▶ **TEXT BLOCK**
********************
Yes, there is something similar to an ISA i n France.  It is called a "plan d'éparge actions" (PEA).  There is no annual limit on contributions - you can contribute up to 132,000 euros over your lifetime.  A couple can have 2 plans, giving you a contribution limit of 264,000 euros.  You are only ever allowed to open one plan in your lifetime.  After 8 years, the capital gains are tax-free but subject to "prélèvements sociaux" of 11%.
********************
▶ **TASKS TO PERFORM**
• a. Rewrite the paragraph beginning "Yes, there is something similar" from the PEA text as a short bulleted list that keeps its main facts.
• b. According to the PEA text, how much can one person contribute to a plan over a lifetime?
• c. Pick up the PEA text after its final sentence and add a few more sentences in the same voice.
********************
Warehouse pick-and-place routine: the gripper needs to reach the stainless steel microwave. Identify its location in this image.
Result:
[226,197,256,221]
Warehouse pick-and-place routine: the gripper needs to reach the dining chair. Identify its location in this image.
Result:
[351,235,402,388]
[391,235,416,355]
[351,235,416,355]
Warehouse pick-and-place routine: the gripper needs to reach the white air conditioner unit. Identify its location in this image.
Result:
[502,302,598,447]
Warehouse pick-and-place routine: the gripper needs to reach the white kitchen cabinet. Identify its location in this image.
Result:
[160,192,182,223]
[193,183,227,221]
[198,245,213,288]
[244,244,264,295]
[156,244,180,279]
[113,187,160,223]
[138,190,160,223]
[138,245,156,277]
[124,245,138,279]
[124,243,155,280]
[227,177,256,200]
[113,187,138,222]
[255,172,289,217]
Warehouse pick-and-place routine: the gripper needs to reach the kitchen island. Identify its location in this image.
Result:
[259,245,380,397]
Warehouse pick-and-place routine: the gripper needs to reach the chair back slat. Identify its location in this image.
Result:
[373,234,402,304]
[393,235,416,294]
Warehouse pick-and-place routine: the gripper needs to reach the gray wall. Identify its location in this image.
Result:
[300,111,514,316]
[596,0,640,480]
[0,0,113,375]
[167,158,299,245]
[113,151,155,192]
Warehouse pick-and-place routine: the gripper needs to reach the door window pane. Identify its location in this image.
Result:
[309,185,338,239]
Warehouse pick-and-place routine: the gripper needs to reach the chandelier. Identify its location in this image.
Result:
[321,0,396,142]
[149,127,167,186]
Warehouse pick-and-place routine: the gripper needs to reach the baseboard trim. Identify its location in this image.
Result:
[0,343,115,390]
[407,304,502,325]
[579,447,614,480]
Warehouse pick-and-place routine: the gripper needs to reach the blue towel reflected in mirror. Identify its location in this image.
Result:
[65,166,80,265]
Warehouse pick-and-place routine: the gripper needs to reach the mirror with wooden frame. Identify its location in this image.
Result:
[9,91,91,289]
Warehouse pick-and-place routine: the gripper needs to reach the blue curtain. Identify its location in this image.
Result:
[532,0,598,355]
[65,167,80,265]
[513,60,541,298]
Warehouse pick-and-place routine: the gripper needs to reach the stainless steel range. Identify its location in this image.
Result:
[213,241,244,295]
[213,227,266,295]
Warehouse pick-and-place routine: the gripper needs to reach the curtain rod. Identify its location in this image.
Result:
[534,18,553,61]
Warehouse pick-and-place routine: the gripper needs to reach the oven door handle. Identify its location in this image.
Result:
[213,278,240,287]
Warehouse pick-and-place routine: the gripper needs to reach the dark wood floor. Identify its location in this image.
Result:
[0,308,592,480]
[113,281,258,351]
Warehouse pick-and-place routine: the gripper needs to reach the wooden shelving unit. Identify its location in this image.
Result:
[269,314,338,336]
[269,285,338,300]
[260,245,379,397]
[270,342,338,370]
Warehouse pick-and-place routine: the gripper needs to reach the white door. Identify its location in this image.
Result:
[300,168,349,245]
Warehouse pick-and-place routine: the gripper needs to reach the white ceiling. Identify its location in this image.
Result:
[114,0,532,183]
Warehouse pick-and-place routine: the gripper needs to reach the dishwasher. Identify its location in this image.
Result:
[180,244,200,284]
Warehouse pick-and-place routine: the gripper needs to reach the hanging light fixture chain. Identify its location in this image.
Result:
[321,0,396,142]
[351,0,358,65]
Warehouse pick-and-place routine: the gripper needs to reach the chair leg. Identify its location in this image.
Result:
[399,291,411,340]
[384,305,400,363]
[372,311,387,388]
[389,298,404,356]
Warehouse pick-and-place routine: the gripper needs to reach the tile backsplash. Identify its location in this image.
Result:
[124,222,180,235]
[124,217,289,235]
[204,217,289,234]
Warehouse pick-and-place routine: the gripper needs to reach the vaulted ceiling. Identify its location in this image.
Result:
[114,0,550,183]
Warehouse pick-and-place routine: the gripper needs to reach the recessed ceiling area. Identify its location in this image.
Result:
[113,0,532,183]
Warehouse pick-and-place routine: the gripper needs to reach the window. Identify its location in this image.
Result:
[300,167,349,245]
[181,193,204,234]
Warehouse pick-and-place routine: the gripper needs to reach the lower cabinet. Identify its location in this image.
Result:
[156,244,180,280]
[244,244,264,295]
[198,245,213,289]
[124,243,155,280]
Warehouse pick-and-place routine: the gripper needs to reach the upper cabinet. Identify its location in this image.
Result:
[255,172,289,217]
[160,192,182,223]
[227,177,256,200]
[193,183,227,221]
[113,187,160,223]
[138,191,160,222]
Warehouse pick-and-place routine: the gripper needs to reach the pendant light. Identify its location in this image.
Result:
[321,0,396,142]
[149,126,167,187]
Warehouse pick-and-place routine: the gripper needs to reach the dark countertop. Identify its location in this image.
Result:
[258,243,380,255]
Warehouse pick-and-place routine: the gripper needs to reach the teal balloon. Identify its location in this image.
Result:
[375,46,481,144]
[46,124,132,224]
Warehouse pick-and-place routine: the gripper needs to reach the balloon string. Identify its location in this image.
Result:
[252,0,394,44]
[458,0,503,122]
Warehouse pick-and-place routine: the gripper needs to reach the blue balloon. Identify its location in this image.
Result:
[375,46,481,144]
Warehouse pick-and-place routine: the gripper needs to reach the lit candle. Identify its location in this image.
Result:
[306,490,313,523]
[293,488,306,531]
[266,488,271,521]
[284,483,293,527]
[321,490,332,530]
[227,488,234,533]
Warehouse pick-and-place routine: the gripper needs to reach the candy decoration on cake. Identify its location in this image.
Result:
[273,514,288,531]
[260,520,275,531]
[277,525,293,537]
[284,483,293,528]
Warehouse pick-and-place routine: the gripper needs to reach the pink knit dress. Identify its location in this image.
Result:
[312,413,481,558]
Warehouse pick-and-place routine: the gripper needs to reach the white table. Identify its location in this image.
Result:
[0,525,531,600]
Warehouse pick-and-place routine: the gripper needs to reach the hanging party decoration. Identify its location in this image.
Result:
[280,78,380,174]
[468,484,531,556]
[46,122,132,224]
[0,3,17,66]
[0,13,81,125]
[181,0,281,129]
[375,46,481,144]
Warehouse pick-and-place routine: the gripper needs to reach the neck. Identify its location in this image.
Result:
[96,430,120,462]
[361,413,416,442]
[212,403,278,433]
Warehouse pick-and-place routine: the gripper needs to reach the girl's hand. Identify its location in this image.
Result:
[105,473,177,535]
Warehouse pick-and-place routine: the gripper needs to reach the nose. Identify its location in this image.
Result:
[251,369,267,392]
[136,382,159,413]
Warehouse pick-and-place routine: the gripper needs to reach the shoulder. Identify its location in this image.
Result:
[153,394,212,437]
********************
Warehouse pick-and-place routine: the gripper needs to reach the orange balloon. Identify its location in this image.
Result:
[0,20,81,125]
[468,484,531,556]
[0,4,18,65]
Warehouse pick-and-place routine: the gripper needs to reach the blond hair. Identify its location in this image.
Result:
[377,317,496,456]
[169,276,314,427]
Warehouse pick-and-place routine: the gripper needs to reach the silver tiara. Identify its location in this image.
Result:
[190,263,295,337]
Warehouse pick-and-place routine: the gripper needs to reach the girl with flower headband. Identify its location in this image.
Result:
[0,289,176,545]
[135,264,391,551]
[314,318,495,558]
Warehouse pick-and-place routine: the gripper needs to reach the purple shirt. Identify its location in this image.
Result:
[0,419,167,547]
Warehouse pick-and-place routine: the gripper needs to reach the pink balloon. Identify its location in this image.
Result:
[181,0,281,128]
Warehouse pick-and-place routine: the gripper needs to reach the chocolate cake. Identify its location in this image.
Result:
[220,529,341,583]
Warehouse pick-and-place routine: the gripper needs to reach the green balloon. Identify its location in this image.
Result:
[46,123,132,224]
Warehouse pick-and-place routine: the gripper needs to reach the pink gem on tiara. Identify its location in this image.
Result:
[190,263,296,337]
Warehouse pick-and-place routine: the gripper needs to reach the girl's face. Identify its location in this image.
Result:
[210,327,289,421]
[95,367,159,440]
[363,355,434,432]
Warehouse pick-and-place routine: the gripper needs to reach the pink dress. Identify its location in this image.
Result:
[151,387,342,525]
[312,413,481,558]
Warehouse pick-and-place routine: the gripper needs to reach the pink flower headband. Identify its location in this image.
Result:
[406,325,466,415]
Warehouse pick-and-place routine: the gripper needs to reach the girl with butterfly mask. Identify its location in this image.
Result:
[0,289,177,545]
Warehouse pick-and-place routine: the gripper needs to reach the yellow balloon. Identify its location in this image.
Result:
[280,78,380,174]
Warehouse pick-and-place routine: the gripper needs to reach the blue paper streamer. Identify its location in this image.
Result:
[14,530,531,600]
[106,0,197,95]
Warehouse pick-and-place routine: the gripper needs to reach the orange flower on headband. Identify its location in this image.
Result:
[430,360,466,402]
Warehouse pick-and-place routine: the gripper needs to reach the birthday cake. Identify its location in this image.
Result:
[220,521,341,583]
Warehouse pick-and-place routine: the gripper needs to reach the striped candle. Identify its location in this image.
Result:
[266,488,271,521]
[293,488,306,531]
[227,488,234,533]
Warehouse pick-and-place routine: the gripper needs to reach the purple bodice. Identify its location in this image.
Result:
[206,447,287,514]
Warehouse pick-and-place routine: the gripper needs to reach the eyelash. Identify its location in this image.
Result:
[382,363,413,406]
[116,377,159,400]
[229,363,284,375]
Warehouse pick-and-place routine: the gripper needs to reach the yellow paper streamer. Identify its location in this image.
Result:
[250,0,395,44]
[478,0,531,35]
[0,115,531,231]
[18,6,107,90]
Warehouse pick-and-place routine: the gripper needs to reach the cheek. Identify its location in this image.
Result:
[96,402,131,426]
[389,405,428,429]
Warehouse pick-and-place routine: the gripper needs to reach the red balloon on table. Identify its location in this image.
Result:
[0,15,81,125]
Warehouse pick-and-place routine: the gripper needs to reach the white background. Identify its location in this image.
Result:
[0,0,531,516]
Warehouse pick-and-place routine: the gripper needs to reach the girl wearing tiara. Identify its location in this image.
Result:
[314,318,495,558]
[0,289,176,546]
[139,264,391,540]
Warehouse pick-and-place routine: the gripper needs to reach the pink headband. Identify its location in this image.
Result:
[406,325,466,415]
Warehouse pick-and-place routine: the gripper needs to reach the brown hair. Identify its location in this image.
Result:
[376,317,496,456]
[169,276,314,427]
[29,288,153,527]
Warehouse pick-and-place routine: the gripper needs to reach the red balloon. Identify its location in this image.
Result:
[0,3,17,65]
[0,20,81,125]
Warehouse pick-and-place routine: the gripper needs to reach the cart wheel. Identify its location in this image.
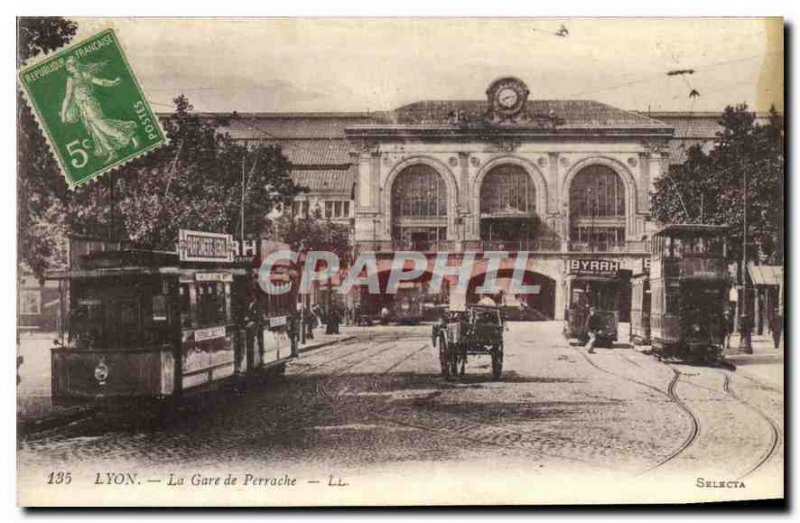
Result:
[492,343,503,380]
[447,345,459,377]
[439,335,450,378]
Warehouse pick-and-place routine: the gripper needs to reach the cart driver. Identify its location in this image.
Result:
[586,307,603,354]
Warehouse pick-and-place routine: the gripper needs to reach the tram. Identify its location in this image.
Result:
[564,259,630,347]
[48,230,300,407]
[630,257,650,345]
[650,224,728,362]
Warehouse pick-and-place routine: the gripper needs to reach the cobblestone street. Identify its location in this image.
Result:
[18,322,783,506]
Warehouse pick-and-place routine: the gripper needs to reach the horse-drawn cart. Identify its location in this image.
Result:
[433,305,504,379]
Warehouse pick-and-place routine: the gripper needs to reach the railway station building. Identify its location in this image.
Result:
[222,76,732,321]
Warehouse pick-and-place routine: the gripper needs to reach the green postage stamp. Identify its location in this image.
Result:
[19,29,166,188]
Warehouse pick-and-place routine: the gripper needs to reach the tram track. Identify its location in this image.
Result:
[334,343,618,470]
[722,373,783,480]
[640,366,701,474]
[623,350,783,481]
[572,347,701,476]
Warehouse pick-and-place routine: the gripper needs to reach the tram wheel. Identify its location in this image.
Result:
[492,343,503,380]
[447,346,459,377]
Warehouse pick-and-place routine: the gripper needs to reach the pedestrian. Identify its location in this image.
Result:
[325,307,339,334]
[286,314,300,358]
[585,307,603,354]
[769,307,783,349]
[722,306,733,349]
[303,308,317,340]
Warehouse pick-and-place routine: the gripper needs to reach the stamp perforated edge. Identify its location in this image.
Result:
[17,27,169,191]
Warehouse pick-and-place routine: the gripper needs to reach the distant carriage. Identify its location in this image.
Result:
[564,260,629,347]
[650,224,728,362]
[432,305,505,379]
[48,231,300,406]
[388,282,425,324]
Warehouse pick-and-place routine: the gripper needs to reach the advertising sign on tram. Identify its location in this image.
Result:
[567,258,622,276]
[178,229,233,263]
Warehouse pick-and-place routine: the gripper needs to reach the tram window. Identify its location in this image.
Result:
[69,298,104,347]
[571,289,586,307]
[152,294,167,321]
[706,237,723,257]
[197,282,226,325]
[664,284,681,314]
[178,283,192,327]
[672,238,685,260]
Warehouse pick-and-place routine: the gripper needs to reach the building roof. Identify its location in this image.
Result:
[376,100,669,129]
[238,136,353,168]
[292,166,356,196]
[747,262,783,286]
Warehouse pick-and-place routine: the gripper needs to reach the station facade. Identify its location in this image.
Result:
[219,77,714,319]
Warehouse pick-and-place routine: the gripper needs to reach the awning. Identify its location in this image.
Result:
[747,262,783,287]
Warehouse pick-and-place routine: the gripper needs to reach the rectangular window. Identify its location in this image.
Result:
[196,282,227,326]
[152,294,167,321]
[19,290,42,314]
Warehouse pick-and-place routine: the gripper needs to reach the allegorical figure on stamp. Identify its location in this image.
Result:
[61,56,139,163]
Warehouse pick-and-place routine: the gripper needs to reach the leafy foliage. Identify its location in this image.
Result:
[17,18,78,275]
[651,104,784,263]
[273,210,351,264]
********************
▶ **RESULTS FOR EACH TASK**
• a.
- France has a counterpart to the ISA: the "plan d'éparge actions" (PEA).
- No annual contribution limit applies; the lifetime limit is 132,000 euros.
- A couple can hold 2 plans, for a combined limit of 264,000 euros.
- Only one plan may be opened in a lifetime.
- After 8 years, capital gains are tax-free but subject to 11% "prélèvements sociaux".

• b. Up to 132,000 euros.

• c.
Like the ISA, the PEA is a sort of tax-free envelope in which you can place all sorts of investments, subject to certain criteria.  In my own case, for example, I started out drip-feeding money every month into a couple of equity funds managed by the Société Générale.  I'm not over-impressed with the performance of these funds (or the charges attached to them) and am now thinking of suspending the monthly payments and channelling the money instead into a selection of Exchange Traded Funds (ETFs), still within the framework of my PEA.  Lyxor, a wholly-owned subsidiary of the Société Générale, now offers a great range of  ETFs, allowing you to cover a particular geographic region or sector.  As with all ETFs, the fees are considerably lower than with actively managed funds.  I'm thinking of putting a lump sum into Lyxor ETF Russia and Lyxor ETF DJ Stoxx 600 Financial Services.  Bear in mind, though, that the PEA is not a suitable vehicle if you want to buy and sell shares - you can't make withdrawals in the first 8 years of the plan (you can make withdrawals after the 8 years, but in that case, you won't be allowed to make any further contributions) so it's really only useful if you want to buy and hold.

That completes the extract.